Data items
◇ ◇ ◇ ◇ ◇

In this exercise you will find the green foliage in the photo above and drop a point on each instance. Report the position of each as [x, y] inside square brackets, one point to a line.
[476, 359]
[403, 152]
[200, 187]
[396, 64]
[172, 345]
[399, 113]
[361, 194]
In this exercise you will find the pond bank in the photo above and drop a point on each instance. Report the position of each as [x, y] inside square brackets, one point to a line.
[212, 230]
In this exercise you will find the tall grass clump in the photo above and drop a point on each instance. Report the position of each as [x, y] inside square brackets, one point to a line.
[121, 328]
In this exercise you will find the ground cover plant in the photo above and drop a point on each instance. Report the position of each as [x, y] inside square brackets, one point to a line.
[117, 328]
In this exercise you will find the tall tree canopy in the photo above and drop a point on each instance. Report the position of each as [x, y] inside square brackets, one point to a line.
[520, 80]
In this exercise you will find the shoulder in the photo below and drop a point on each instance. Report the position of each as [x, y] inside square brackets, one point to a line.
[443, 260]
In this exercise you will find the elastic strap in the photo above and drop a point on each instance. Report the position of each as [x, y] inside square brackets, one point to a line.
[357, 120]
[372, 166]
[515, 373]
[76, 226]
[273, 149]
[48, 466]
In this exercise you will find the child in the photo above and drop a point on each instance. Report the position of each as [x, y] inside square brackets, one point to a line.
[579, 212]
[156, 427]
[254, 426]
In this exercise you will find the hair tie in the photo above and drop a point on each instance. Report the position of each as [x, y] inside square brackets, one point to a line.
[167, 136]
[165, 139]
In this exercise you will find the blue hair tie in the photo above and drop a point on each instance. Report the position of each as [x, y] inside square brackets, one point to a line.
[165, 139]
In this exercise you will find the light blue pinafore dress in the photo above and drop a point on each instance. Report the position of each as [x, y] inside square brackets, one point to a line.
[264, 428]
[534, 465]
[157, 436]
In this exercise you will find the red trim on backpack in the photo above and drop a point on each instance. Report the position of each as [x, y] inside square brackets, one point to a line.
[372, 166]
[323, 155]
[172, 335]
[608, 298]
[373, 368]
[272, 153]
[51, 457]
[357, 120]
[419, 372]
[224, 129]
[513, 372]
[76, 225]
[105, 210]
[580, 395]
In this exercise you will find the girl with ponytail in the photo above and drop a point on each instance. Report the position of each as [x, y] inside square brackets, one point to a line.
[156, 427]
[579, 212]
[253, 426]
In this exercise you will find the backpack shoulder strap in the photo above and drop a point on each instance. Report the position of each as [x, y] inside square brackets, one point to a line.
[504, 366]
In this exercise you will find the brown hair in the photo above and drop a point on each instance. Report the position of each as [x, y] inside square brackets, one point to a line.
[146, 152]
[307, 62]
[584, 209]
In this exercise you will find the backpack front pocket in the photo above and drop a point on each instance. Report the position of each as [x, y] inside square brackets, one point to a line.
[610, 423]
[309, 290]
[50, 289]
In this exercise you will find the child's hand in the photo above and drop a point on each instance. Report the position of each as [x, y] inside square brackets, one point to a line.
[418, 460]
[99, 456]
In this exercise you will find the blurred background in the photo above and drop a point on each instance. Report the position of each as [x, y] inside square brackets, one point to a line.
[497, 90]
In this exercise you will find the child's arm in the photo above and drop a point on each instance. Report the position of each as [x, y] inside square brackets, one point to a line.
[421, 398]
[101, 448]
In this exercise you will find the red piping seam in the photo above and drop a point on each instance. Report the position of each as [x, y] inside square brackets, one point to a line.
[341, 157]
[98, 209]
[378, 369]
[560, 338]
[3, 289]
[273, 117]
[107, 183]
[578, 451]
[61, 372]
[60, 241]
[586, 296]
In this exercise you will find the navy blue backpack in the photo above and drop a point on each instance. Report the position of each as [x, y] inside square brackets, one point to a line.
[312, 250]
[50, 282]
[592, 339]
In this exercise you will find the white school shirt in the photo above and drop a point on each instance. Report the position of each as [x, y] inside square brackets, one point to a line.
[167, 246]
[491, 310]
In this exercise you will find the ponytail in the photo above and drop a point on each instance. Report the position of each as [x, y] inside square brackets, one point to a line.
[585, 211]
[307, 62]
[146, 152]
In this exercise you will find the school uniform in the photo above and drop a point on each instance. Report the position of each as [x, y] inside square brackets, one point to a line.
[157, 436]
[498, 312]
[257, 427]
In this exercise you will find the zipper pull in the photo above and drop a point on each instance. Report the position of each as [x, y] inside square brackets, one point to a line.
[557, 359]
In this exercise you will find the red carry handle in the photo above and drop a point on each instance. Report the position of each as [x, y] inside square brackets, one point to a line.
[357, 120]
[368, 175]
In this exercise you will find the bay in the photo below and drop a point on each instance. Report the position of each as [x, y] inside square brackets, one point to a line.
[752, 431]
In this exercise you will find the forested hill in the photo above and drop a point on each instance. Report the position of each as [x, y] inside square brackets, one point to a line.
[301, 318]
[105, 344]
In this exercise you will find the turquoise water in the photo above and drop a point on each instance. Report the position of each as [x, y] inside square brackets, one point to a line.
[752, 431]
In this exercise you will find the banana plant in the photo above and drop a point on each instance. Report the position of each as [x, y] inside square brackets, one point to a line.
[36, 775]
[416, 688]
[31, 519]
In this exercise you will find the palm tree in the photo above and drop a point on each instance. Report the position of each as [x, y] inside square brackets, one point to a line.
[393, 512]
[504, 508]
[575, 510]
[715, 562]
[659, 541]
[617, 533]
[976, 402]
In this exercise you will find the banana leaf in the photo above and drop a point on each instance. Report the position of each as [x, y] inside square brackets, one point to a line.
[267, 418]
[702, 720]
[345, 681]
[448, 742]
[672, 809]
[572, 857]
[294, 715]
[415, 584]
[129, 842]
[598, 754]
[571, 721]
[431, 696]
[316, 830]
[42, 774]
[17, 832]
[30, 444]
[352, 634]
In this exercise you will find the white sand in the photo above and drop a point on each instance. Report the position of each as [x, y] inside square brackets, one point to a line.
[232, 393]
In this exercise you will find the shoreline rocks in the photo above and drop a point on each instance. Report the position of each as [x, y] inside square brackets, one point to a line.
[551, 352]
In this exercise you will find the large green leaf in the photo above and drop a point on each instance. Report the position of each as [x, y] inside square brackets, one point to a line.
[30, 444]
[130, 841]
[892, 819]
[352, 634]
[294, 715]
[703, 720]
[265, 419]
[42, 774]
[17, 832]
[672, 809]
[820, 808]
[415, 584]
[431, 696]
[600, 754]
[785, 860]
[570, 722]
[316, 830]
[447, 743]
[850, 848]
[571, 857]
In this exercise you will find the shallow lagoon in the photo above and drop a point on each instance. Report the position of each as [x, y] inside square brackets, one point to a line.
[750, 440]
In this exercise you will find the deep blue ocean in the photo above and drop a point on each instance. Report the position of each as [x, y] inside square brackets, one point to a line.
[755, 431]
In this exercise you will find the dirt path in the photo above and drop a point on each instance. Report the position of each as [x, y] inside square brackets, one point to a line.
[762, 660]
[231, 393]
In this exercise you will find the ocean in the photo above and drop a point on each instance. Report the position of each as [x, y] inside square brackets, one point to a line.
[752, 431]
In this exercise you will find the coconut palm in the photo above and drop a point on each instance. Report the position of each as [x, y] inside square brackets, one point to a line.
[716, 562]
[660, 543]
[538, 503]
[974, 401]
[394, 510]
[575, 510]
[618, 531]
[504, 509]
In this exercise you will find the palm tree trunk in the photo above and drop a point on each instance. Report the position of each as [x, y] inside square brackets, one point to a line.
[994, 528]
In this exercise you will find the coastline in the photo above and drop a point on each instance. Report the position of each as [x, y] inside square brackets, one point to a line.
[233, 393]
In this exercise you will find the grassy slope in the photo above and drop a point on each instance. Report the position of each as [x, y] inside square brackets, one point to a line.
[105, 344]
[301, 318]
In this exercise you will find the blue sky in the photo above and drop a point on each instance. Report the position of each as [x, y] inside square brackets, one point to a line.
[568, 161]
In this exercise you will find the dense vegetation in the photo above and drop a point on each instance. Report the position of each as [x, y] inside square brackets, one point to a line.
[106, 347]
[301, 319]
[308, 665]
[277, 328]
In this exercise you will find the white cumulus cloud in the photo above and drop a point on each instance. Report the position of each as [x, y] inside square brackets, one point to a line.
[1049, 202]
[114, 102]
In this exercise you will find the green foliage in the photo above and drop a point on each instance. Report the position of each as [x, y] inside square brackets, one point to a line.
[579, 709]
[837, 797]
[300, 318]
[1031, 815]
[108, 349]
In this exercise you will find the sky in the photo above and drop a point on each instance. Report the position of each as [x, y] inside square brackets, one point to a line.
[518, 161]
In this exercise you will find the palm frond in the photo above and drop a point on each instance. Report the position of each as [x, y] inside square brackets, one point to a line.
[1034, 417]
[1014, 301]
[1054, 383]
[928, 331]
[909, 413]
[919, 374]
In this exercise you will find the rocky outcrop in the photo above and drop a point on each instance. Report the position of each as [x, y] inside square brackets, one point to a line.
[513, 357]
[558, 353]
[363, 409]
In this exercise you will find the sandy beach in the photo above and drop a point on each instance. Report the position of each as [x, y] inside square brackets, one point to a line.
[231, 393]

◇ ◇ ◇ ◇ ◇

DIRECTIONS FOR THIS TASK >> Extract the closing run of lines, starting with the one containing "In this exercise you will find the sky" and ending at the last, exactly as written.

SOLUTION >>
In this exercise you will find the sky in the photo above and drop a point on each instance. Report the position of each as [x, y] inside square brackets, one point to a line.
[518, 161]
In this exercise you will find the palm frond in the photo above and drop a point on each instance. Report the position of each as [x, y] inside square brackets, one point to a line.
[1034, 417]
[1014, 301]
[1054, 383]
[928, 331]
[909, 413]
[919, 374]
In this exercise you will find the rocky outcrop in the photo above and drop a point on each instance. Report the position of each as [x, y] inside square brackets, one point to a line.
[513, 357]
[558, 353]
[363, 409]
In this exercise you will find the sandy beach in the photo above and drop a point on each instance. Report the position of each as [x, y] inside square brackets, one point to a line.
[231, 393]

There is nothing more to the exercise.